Point annotation records:
+ + +
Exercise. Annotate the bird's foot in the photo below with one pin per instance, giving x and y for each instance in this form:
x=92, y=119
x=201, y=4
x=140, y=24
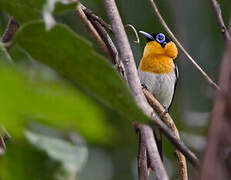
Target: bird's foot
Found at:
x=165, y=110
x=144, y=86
+ + +
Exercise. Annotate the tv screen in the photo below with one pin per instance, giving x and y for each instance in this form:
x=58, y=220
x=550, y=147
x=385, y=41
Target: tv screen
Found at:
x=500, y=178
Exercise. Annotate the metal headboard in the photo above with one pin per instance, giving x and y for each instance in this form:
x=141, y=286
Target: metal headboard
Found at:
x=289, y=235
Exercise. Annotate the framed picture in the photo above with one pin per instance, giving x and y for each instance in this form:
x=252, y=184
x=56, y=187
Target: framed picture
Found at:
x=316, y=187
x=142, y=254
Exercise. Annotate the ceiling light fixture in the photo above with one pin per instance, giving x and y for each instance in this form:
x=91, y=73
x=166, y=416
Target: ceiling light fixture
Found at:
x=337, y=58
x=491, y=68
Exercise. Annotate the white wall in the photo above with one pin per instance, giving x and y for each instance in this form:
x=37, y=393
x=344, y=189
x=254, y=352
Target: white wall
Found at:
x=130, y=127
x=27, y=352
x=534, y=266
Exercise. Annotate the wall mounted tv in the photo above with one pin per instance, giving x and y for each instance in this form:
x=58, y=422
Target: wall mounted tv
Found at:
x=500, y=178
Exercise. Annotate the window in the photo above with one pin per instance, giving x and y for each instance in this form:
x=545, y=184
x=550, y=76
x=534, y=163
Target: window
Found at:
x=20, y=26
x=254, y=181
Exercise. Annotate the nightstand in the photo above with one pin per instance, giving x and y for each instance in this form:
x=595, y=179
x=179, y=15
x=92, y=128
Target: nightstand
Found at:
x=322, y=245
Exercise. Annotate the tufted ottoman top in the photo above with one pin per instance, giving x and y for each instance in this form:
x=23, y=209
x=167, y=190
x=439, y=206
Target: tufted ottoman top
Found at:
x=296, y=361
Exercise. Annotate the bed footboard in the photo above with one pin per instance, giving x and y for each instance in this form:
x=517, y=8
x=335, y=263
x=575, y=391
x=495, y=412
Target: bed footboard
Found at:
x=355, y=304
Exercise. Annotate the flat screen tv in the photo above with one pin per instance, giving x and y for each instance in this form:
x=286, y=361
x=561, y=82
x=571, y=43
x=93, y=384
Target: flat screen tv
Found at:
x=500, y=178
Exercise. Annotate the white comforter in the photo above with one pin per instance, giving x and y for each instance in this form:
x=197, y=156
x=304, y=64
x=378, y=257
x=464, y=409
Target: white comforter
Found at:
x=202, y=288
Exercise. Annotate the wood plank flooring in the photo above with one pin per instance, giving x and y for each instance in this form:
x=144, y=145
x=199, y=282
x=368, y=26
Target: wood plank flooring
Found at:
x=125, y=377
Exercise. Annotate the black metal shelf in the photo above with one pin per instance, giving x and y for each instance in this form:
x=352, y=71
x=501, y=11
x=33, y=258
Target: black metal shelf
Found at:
+ + +
(Do this) Rewrite the lines from the one containing "Exercise. Annotate the bird's" up to and including the one containing "x=144, y=86" as a Markdown table with the columns Row and Line, where Row gives a running row number and Line holds the line itself. Skip blank lines and leave the pictures out.

(Final answer)
| Row | Line |
|---|---|
| 1 | Exercise. Annotate the bird's foot in the photo below with one pin per instance, giving x and y for each instance in this form: |
| 2 | x=92, y=119 |
| 3 | x=201, y=4 |
| 4 | x=140, y=24 |
| 5 | Target: bird's foot |
| 6 | Found at: |
| 7 | x=165, y=110 |
| 8 | x=144, y=86 |